# Задание 1:
Ответьте по тексту для чтения на вопросы:
(а) Чем занимался отец Чехова в Таганроге и чем это закончилось?
(б) Каким товаром оптом торгует торговый воротила в повести «Три года»?
(в) В каком году, по словам автора, у его дедушки проявились лучшие качества ума и сердца?
# Задание 2:
Перечислите все литературные произведения, названные в тексте для чтения.
# Задание 3:
Продолжите текст о благочестии в семье Чеховых, начав сразу после его последнего предложения.

В доме Чеховых, особенно со стороны отца, не просто поддерживалось, а требовалось благочестие.
Что-то такое мелькает и у самого Антона Чехова в повести “Три года”. Отец Чехова Павел Егорович в Таганроге занимался торговым делом и разорился. Открыть нового дела отец Чехова не сумел, и вся семья жила литературным трудом сына, и, в сущности, старшие Чеховы (мать и отец) жили в Мелихове и в Москве (ул. Дмитровка – ул. Чехова) исключительно на средства сына.
После выхода повести Чехова “В овраге” появилась клевета, что отец Чехова торговал спитым чаем[126].
В повести “Три года” дан очень крупный торговый воротила, который торгует галантереей оптом, а поскольку – это Москва, то галантереи надо много и, тем более, раз оптовая, то из этого торгового центра галантерея переходит и в Тамбов и в другие города.
Галантерея принималась непосредственно от мастеров, которые эту галантерею вырабатывали, то есть от тех, кого мы сейчас называем “кустарщики”. Кустарная работа отличается тем, что она вся немного авторская – у каждого мастера какой-то свой почерк.
В повести описан Фёдор Степанович Лаптев, который всех учит, если у человека несчастье, то это потому, что с ним не посоветовались вовремя. Конечно, это – гордыня, но эта гордыня, которая не заметно въедается и именно в сердце благочестивого человека.
У Достоевского в романе “Подросток” пока Макар Иванович не стал странником и пока не пережил свой перелом и переворот душевный, был всем не сносен именно вот этой своей оголтелой добродетелью. Если человек не учит, так сказать, явно, то он обязательно учит тайно.
У меня был такой дедушка, который скончался исповедником Христовой веры, но лучшие качества ума и сердца у него проявились в 1927 году, в первую безбожную пятилетку. В спокойные годы он был не сносен.

# Данные:
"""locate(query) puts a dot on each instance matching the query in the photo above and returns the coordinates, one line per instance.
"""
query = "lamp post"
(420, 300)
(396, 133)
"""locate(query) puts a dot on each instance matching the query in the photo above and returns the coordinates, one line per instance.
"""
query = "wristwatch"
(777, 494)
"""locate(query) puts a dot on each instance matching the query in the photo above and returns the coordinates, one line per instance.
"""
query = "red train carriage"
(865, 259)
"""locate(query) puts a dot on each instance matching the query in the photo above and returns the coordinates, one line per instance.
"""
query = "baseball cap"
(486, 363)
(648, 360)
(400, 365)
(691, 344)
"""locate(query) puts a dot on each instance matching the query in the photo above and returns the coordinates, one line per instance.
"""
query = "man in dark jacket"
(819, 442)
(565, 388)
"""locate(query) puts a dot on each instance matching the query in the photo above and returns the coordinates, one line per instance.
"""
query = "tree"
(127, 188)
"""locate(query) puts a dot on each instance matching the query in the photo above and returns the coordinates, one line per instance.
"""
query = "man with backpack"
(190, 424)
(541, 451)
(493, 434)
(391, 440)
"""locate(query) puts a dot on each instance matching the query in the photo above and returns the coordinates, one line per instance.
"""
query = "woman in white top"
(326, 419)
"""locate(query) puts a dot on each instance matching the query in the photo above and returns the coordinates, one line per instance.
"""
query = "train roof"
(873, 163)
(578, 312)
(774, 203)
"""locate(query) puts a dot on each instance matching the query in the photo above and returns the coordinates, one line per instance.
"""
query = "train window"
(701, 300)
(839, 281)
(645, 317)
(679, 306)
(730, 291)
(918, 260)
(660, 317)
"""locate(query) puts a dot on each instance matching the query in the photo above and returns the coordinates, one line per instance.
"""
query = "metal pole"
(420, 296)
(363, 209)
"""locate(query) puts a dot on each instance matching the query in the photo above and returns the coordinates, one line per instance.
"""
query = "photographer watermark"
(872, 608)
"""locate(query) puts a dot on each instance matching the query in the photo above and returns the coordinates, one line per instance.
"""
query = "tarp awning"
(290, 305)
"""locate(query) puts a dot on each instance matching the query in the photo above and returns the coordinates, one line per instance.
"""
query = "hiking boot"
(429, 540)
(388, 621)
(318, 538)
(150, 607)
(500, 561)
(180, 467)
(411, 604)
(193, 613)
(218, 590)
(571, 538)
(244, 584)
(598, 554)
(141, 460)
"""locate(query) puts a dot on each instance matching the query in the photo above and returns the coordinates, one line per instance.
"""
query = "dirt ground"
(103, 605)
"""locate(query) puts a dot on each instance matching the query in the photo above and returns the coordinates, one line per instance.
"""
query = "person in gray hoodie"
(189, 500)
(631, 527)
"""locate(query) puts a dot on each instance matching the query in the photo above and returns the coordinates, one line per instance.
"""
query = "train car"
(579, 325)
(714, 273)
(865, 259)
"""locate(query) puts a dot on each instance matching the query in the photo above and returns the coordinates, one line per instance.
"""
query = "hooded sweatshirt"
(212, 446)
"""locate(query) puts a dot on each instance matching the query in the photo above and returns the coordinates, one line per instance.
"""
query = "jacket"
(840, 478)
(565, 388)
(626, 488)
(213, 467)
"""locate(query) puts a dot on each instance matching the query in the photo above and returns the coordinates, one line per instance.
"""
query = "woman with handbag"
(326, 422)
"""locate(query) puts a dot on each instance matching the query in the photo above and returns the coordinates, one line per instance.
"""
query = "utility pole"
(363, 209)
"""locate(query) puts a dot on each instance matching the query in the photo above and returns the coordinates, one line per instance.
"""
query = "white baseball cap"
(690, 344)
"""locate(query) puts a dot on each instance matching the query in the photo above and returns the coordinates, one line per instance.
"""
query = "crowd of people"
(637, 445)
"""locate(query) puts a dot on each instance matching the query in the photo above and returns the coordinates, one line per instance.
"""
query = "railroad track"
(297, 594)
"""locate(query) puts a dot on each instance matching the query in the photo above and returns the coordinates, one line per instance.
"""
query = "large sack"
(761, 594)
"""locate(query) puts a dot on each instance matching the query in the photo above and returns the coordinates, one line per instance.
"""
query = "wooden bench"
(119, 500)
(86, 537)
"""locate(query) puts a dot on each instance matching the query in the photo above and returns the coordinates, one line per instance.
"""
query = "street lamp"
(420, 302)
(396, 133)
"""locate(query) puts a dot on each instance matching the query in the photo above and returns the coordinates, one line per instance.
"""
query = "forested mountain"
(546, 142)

* * *

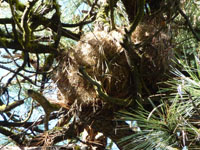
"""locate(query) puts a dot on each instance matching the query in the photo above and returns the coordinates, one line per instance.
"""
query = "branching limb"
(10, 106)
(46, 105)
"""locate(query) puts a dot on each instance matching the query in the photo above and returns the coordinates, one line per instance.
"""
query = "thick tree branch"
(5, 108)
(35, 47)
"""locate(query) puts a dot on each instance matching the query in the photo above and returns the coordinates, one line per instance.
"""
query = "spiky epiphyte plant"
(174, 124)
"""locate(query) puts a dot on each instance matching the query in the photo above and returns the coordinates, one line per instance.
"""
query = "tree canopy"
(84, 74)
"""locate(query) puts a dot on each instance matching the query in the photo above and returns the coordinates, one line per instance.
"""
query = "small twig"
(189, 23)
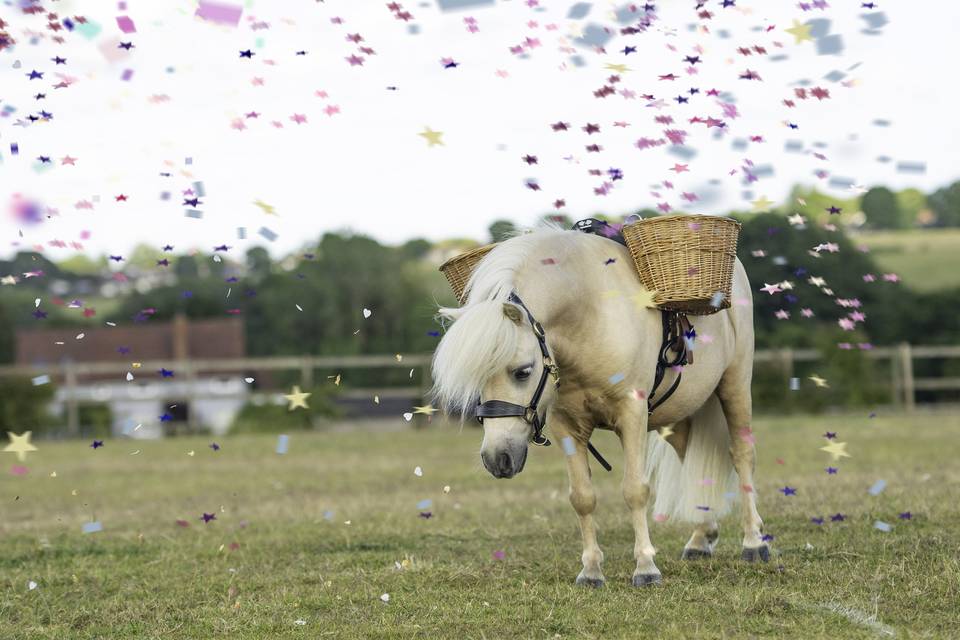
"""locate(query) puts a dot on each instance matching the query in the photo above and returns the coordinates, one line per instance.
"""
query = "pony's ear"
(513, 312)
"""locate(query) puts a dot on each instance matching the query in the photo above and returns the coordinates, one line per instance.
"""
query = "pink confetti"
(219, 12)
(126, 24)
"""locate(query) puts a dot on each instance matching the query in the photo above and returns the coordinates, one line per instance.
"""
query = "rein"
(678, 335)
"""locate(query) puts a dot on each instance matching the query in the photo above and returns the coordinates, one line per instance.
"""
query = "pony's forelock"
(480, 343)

# Ответ 1:
(а) Торговым делом; он разорился.
(б) Галантереей.
(в) В 1927 году.

# Ответ 2:
«Три года», «В овраге», «Подросток».

# Ответ 3:
В России такой тип людей очень хорошо известен и который в народном просторечии называется “рукосуй” – везде суёт свою руку, везде помогает, а, в сущности, - это Дон Кихот, это лишний человек Тургенева, то есть, это тот самый тип и тип этот не только социально-психологический, но и религиозный.
Лаптев младший Алексей вспоминает, что, кроме того, что меня заставляли петь в церковном хоре, что-то помогать в алтаре и заставляли целовать руки попам и монахам. Это на русском языке называется “брать благословение”, то есть его подводили под благословение, но ему не нужны были ни благословение, ни сам благословляющий, а только “было противно целовать руки попам и монахам”.
Это и есть цена религиозного воспитания, цена внешнему религиозному воспитанию и внешнему благочестию. Алексею, прежде всего, по настоящему не рассказали о Христе, его не подвели к сознанию, что такое предстояние одесную Отца, что такое ниспослание Святого Духа, зачем нужно духовенство и так далее. В воспитании Алексея выпал целый пласт, который прививается постепенно, медленно, так как душа должна пробудиться, отозваться и тогда благословение становится понятным изнутри, когда просто суют, то его плюнуть и растереть.
Таким образом, Чехов вырос почти безбожником, по крайнем мере его студенческие годы – это отрясение праха старого религиозного воспитания и снова к вере надо было приходить.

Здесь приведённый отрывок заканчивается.